▶ **Prompt**
Collect every line of the records below that contains the word "brown", matching case exactly.

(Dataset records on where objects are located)
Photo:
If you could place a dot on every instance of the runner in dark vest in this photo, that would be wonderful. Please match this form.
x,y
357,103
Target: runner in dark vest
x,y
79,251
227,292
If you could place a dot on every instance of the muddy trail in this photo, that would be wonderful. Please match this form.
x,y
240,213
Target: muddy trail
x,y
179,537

---

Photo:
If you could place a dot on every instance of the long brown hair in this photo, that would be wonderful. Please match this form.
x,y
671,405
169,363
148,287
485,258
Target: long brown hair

▶ **Response**
If you could place a dot on every instance of the long brown hair in this photo, that would be wonderful. Please match this form.
Target: long brown hair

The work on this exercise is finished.